Chris Bates with the 100cm barramundi at the Sampan Creek, March 2021.

The build-up time is great for sweating, storms and breeding barramundi…

As part of the barramundi research tagging program, AFANT recently received a report from fisher Artem Li of a tagged fish recapture in the Chambers Bay area.  After checking our records, we were interested to find that this was the second recapture for this fish, having been recaptured earlier this year by Chris Bates at the Sampan Creek.

This fish had first been tagged in June 2020 by Fisheries NT scientists in the Mary River Bridge Lagoon at 91cm.  With the 2020/21 wet season connectivity, the fish was able to swim over 100km downstream to the mouth of the river where it was captured by Chris in March 2021 at the magic meter mark (100cm).  The fish had grown 9cm in the 275 days since it was tagged.

In October this year, 238 days later, the fish was recaptured again, this time by Artem.  It had grown three centimetres in the seven months since the previous recapture. A total growth of 12cm since it was first tagged in June last year (513 days), taking it to 103cm!

Image-grounded pointing data:
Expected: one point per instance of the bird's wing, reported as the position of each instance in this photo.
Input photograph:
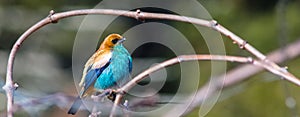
(93, 69)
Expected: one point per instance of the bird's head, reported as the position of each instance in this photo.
(112, 40)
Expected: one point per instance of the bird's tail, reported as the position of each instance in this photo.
(75, 107)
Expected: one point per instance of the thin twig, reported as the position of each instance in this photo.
(54, 17)
(241, 73)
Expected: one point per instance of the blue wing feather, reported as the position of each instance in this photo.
(92, 75)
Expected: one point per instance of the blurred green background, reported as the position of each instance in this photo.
(44, 63)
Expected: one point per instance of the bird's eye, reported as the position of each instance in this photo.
(114, 41)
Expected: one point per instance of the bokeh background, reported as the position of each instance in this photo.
(43, 65)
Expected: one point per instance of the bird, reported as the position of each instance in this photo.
(109, 67)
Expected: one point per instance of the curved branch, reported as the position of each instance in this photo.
(53, 18)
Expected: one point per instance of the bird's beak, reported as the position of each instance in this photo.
(122, 40)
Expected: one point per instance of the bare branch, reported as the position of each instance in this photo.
(54, 17)
(242, 73)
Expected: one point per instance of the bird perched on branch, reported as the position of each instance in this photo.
(109, 67)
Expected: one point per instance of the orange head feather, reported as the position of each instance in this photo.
(111, 40)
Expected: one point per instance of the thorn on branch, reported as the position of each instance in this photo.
(242, 46)
(213, 24)
(16, 85)
(51, 13)
(284, 69)
(139, 15)
(250, 59)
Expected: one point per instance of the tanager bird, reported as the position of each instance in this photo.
(109, 67)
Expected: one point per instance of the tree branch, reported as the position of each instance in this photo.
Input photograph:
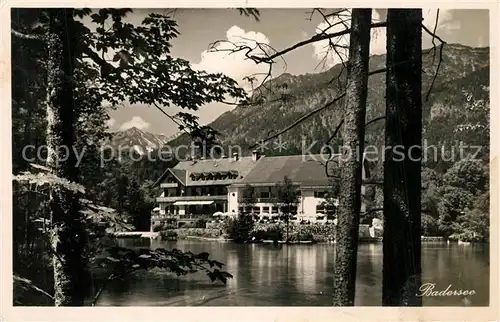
(24, 36)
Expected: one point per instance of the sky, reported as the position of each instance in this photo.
(279, 28)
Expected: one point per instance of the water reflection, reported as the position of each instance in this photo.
(298, 275)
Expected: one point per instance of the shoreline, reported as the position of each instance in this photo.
(362, 240)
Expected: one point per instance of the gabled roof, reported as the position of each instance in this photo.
(184, 169)
(306, 170)
(179, 174)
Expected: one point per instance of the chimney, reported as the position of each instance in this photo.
(255, 155)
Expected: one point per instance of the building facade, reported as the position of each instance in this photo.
(197, 188)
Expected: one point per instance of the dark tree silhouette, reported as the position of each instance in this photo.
(402, 178)
(353, 133)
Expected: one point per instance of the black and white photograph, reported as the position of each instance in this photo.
(249, 157)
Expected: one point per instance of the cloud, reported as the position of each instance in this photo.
(378, 35)
(137, 122)
(234, 65)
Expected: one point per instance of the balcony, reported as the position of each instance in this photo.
(169, 185)
(261, 200)
(189, 198)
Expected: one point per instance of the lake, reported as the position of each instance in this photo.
(296, 275)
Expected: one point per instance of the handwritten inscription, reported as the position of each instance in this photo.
(429, 289)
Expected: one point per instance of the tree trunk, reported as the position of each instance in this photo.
(68, 233)
(402, 175)
(353, 133)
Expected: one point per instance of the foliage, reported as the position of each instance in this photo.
(200, 223)
(123, 261)
(248, 197)
(115, 62)
(429, 225)
(239, 228)
(464, 201)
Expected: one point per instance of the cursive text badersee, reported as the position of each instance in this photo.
(428, 289)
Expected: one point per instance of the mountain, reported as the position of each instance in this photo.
(463, 79)
(142, 142)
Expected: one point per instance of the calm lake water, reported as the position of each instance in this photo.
(296, 275)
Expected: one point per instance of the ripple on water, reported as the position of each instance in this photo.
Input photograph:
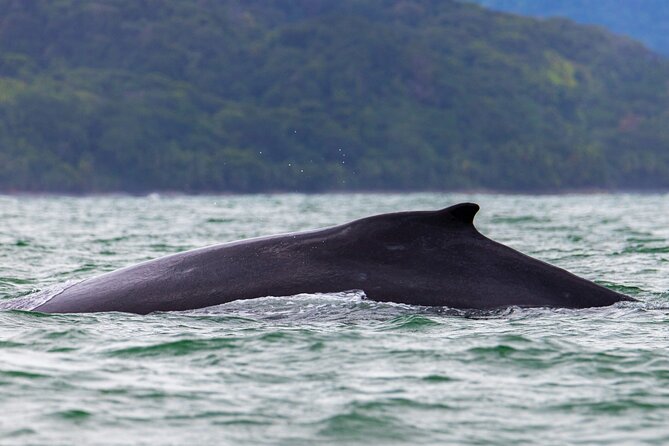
(333, 368)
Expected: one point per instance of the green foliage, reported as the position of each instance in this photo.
(311, 95)
(644, 20)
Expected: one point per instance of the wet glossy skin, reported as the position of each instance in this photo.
(423, 258)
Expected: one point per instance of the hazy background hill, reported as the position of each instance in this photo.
(645, 20)
(309, 95)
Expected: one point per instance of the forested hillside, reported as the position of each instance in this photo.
(645, 20)
(310, 95)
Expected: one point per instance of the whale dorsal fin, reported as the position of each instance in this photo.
(462, 213)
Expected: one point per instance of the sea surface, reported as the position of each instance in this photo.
(332, 368)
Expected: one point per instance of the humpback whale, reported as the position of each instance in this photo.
(434, 258)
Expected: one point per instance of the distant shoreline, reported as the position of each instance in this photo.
(172, 193)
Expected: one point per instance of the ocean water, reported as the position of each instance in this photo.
(332, 368)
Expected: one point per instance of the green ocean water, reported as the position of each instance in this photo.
(332, 368)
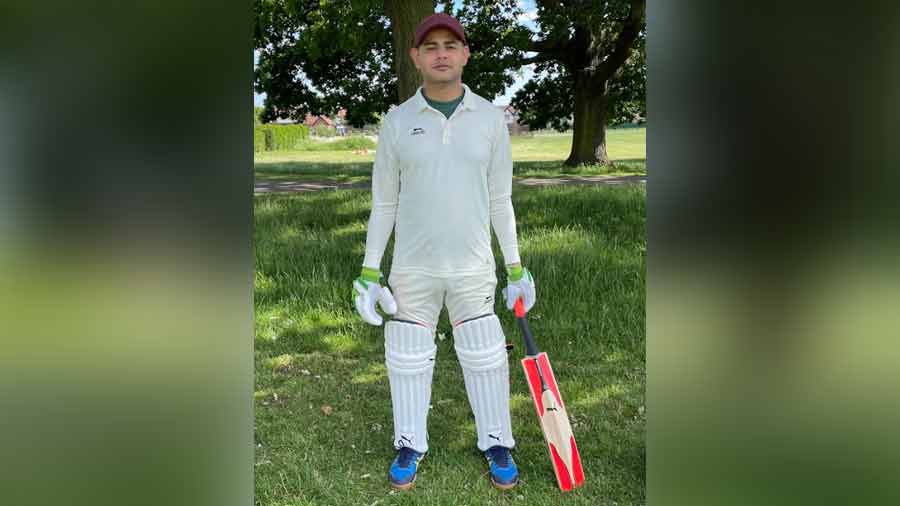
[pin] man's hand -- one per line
(520, 283)
(367, 290)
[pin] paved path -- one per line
(261, 187)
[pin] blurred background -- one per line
(126, 266)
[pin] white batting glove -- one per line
(520, 283)
(367, 291)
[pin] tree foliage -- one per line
(317, 56)
(546, 101)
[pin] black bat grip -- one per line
(530, 346)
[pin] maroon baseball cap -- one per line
(439, 20)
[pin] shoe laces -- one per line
(406, 456)
(500, 455)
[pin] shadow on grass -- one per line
(622, 166)
(585, 246)
(315, 168)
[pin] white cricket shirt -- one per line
(441, 183)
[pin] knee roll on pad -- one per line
(481, 348)
(409, 352)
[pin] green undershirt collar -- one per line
(446, 108)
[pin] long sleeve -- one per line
(385, 194)
(503, 218)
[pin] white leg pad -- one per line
(409, 352)
(481, 348)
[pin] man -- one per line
(442, 178)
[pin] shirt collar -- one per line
(467, 103)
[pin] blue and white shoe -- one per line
(504, 474)
(403, 470)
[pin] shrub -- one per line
(259, 138)
(279, 137)
(353, 143)
(325, 131)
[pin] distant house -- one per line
(511, 115)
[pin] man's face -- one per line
(440, 57)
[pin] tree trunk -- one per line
(405, 16)
(589, 122)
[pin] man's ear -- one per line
(414, 55)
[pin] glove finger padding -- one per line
(386, 301)
(365, 302)
(529, 295)
(523, 288)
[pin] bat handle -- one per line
(530, 347)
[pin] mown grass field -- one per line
(534, 156)
(322, 401)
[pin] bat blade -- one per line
(554, 422)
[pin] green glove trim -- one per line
(515, 273)
(371, 275)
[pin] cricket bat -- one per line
(550, 410)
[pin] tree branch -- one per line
(622, 48)
(540, 58)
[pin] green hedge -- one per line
(279, 137)
(259, 139)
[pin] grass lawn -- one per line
(535, 156)
(322, 400)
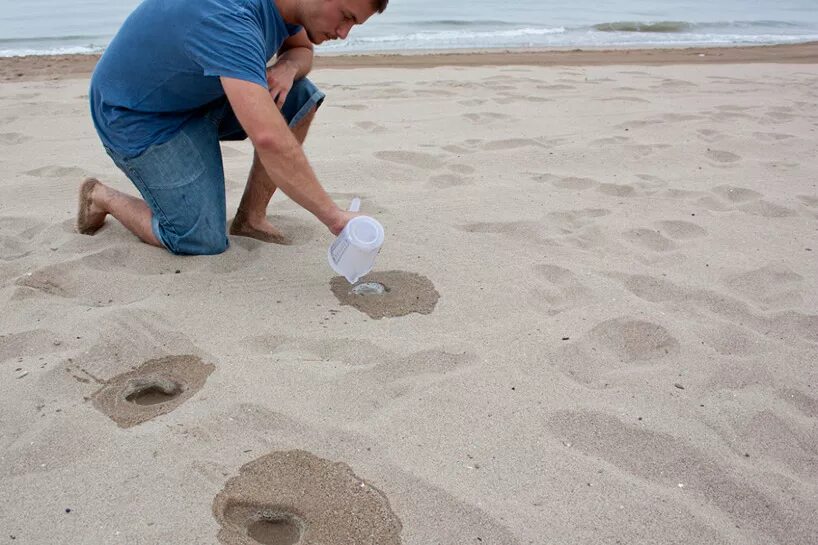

• _Exercises to complete_
(A) Answer these questions from the barramundi tagging report, one line each:
(i) Who reported the second recapture, and in what area?
(ii) Where was the fish first tagged, and at what length?
(iii) How long was the fish after the October recapture?
(B) Write what comes next in the barramundi tagging report, starting after its final sentence.

• _Results for the exercise_
(A)
(i) Fisher Artem Li, in the Chambers Bay area.
(ii) In the Mary River Bridge Lagoon, at 91cm.
(iii) 103cm.

(B)
Barramundi are a catadromous fish which means they begin life in saltwater environments and return there to breed but their lifecycle can include freshwater, estuarine and marine phases. In the Top End wet season (October to April), sexually mature adults migrate from freshwater to coastal estuaries and river mouths to spawn (release sperm and eggs). Barramundi are protandrous hermaphrodites, meaning they change sex from male to female.

Spawning usually takes place when tidal activity is strongest, and a large female can produce up to 32 million eggs during the spawning season.  Barramundi are placed second in the world for the fish with highest egg production!

After a few days, juvenile barramundi start to feed on plankton and once they grow bigger can then migrate into rivers and freshwater billabongs, where they develop into adults over the next three to four years.

Research in the NT has also shown that some barramundi never leave the saltwater (or estuarine) environment and likewise, some never leave the freshwater after their first migration.  At the AFANT AGM in November, CDU PhD candidate Brien Roberts presented his research on the ecological drivers of barramundi migration in the Top End.  His research showed that the timing of the sex-switching in barramundi is more related to size than age.

“Most barra start their lives as males, then switch to being female later in life – that’s why most of the big ‘meterys’ are female,” Mr Roberts said.

“These big females are by far the most valuable breeders in the population. There’s limited evolutionary benefit to being a small female barramundi, because a larger female can produce a greater number of eggs, and will be much more successful at passing on her genes.”*

Artem Li with the 103cm barramundi in Chambers Bay, October 2021.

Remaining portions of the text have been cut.